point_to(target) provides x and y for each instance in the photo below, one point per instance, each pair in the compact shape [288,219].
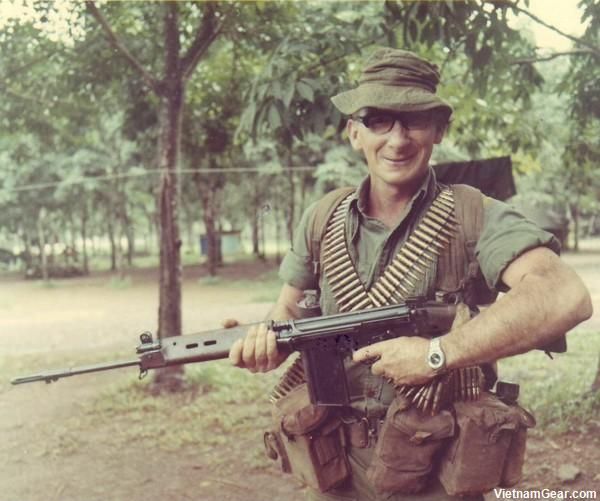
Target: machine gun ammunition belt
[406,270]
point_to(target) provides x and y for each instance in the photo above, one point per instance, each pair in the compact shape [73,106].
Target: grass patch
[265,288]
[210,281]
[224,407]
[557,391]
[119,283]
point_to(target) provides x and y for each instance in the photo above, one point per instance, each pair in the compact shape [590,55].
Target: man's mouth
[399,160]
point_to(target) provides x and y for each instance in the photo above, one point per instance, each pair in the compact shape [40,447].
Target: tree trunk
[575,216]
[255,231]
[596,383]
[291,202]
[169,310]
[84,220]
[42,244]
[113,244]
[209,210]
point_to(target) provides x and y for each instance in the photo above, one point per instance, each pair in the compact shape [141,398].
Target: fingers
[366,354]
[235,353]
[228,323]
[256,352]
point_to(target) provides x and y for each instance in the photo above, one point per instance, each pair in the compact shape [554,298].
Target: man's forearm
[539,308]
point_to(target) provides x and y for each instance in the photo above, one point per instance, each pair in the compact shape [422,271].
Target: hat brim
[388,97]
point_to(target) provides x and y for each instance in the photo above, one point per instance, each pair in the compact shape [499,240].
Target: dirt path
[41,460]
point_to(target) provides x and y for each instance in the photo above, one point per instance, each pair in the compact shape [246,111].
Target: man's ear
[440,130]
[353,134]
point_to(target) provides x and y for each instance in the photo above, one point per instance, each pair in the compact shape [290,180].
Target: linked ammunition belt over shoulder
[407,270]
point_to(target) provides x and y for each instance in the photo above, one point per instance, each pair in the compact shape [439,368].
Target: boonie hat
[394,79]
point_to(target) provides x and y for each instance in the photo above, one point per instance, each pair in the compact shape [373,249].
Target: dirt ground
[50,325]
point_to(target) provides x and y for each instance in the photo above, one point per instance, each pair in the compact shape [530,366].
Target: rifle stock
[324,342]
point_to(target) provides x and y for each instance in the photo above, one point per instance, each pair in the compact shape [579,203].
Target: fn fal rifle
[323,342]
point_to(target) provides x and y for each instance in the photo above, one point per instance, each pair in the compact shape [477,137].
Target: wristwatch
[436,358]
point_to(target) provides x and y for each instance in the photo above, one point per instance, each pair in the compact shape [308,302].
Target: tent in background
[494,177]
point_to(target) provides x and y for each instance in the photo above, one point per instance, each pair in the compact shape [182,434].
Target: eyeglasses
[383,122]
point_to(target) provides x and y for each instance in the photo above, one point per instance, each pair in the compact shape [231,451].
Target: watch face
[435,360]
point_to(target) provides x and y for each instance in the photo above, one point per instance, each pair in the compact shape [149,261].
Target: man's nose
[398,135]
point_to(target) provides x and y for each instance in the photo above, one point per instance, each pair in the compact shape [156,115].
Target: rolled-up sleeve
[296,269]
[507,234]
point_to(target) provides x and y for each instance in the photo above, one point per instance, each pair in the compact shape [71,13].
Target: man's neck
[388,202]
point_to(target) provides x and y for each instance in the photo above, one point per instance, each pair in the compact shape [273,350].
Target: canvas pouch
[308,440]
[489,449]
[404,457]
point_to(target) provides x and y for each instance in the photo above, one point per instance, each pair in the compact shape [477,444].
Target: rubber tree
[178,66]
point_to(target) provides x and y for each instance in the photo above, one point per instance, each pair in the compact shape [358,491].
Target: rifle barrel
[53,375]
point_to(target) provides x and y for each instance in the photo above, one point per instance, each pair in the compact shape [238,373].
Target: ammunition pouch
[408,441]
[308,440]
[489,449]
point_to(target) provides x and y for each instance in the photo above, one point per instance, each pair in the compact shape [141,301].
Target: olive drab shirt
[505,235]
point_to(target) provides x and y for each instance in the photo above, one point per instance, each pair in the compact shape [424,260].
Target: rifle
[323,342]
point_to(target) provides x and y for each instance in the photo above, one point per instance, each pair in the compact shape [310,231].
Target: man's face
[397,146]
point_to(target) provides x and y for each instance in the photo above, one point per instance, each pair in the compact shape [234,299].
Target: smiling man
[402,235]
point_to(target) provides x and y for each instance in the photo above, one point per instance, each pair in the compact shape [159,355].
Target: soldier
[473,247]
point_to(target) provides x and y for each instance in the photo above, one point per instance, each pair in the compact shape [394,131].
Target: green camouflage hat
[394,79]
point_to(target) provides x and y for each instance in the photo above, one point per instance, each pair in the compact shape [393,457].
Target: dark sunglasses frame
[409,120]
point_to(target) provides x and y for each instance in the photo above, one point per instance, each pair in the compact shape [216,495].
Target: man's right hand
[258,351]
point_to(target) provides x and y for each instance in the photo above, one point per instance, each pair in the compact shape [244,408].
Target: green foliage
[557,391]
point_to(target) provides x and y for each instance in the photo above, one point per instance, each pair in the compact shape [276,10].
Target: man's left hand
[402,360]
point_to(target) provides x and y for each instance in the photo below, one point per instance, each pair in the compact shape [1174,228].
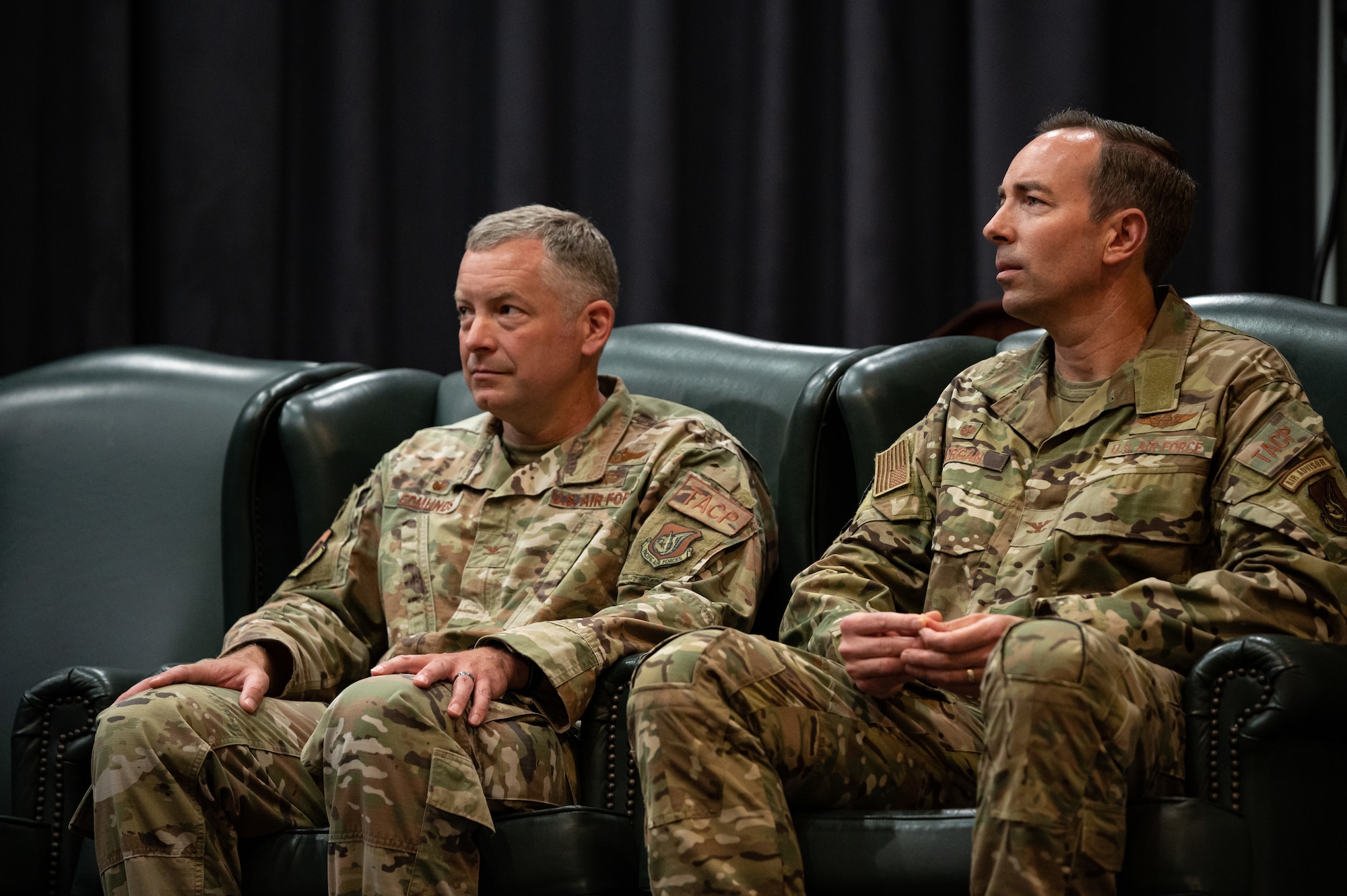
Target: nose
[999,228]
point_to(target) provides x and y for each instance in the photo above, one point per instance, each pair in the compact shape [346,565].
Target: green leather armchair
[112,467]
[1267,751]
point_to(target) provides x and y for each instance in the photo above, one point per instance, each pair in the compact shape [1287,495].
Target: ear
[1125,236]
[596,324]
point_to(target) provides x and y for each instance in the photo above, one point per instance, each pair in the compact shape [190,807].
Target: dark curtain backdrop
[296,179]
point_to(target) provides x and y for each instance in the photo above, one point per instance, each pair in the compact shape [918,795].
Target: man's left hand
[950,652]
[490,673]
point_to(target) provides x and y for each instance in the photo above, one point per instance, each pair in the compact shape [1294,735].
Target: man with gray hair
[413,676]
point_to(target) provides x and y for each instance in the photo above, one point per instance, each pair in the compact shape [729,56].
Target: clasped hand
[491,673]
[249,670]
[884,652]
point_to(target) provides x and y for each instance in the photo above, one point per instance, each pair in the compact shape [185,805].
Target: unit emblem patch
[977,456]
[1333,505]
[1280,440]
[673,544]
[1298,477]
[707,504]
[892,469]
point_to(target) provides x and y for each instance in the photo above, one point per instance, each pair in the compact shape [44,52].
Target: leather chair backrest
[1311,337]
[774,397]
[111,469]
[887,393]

***

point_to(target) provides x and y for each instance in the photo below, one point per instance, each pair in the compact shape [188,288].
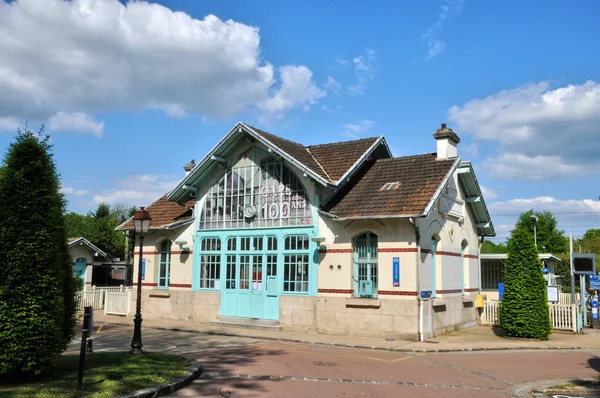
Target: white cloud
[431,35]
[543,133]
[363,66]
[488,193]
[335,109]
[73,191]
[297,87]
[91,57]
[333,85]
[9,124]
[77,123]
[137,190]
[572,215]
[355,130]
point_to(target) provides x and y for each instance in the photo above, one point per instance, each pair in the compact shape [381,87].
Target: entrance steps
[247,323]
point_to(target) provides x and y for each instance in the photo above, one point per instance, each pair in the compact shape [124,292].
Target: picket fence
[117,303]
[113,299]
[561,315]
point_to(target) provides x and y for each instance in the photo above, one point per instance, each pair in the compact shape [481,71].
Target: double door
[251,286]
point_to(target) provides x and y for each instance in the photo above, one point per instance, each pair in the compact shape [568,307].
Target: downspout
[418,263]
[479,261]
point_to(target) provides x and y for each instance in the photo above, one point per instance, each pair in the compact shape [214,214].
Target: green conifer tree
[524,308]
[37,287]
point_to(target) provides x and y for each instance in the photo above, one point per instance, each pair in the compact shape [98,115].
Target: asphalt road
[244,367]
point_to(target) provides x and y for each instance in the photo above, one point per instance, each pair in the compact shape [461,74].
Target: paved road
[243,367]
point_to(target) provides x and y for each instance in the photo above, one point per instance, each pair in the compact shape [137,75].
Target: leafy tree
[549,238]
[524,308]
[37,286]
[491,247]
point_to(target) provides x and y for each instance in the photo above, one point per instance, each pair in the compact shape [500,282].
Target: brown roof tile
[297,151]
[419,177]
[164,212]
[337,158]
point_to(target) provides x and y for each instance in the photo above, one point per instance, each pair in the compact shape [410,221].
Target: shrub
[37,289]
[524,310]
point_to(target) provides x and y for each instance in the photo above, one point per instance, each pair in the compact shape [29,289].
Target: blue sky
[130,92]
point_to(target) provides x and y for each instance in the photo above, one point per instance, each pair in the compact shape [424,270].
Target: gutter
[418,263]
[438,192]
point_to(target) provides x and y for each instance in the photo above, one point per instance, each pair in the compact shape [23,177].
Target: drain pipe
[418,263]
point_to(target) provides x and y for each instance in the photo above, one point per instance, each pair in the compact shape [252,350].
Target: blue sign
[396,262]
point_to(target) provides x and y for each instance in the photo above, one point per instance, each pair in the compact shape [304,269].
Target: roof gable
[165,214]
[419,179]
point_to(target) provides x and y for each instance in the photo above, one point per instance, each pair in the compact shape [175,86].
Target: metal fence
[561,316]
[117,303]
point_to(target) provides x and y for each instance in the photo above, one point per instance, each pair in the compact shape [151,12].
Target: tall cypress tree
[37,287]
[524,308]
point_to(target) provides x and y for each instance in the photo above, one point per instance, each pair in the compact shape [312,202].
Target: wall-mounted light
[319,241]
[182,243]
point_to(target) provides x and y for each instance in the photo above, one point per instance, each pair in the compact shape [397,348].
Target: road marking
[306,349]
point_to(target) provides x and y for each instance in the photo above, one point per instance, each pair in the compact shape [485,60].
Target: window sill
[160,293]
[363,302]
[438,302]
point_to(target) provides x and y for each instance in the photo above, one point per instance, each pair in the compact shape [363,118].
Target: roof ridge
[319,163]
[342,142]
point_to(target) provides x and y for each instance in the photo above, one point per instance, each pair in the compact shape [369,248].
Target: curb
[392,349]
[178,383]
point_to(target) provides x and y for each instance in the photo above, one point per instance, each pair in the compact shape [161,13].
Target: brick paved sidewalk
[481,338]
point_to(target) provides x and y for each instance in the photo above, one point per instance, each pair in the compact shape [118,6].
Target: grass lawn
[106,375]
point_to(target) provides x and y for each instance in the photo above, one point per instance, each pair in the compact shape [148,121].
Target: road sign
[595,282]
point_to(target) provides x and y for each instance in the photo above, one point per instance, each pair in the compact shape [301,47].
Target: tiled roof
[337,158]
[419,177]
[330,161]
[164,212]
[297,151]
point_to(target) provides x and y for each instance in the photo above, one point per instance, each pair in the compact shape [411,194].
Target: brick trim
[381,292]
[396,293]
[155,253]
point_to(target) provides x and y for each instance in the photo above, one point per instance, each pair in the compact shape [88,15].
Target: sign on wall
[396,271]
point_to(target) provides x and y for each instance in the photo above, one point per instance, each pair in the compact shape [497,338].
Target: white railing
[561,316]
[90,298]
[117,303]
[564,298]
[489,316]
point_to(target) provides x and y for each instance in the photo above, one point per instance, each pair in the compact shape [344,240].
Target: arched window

***

### Work order
Beginning with the line above that contains "compact shape [393,457]." and finishing with the line that contains "compact shape [1287,495].", print those lines exactly and only. Skip all pictures.

### Result of the exercise
point_to(target) provides x and y for each instance in the photo above, one point per instance, each pair in the compact shape [393,457].
Target: dark sunglasses frame
[409,120]
point_to(target) provides x and y for each instance in the photo above, one point per instance, each pair in the compact shape [216,495].
Target: man's right hand
[258,351]
point_to(target) provides x and y for each instance in the photo above, one point per instance, each pair in the compact shape [244,408].
Target: green foliage
[557,391]
point_to(target) provides x and y for each instance in the photo above, one point per instance, each pair in the compact shape [276,10].
Target: man's left hand
[402,360]
point_to(target) provides x and y for each instance in the photo below, one point per instance, each pair in the compact shape [1174,228].
Target: nose
[999,228]
point_to(target) provides x and y for each instance in the photo above, one point per instance, each pair in the compact shape [346,565].
Target: green leather armchair
[112,467]
[1267,751]
point_to(target) provides x and y for each instance in the photo above, one point per instance, each pair in the compact shape [1287,495].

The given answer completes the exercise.